_Input records_
====
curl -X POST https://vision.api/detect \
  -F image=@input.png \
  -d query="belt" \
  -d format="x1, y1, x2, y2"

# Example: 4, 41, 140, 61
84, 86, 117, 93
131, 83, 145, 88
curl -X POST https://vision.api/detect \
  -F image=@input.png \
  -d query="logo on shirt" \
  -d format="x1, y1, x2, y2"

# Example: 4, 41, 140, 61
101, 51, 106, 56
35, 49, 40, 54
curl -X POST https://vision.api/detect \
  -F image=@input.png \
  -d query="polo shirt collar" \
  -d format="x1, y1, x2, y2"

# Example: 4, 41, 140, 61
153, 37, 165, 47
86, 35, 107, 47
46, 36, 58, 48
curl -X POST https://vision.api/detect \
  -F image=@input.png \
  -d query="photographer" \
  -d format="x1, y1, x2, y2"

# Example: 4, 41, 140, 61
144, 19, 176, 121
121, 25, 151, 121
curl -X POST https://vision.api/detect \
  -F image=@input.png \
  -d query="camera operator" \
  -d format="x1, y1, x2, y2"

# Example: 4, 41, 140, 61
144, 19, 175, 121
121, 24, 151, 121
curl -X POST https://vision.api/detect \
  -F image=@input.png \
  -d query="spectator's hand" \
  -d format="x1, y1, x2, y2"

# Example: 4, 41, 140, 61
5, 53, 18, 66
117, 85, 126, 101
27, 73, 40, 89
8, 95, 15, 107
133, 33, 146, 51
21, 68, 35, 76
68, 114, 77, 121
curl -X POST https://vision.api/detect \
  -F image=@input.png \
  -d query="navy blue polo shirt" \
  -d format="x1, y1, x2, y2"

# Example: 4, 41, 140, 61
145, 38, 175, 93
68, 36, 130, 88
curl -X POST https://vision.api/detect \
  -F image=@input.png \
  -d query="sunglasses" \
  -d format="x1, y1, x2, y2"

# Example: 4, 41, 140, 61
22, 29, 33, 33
====
Put the lines of the listing above, from its first line down to the line containing "121, 25, 151, 121", into a JSON list of strings with one string per line, leaving out blank lines.

[
  "curl -X POST https://vision.api/detect \\",
  "  -F image=@input.png \\",
  "  -d query=\"belt\" \\",
  "  -d format=\"x1, y1, x2, y2\"",
  "# Example: 4, 41, 140, 61",
  "84, 86, 117, 93",
  "131, 83, 145, 88",
  "curl -X POST https://vision.api/detect \\",
  "  -F image=@input.png \\",
  "  -d query=\"logo on shirt\" \\",
  "  -d format=\"x1, y1, x2, y2\"",
  "# Example: 4, 41, 140, 61",
  "101, 51, 106, 56",
  "35, 49, 40, 54",
  "curl -X POST https://vision.api/detect \\",
  "  -F image=@input.png \\",
  "  -d query=\"polo shirt collar\" \\",
  "  -d format=\"x1, y1, x2, y2\"",
  "# Example: 4, 41, 140, 61",
  "153, 37, 165, 47",
  "86, 35, 107, 47",
  "46, 36, 58, 48",
  "curl -X POST https://vision.api/detect \\",
  "  -F image=@input.png \\",
  "  -d query=\"photographer\" \\",
  "  -d format=\"x1, y1, x2, y2\"",
  "# Example: 4, 41, 140, 61",
  "144, 19, 176, 121",
  "121, 25, 151, 121"
]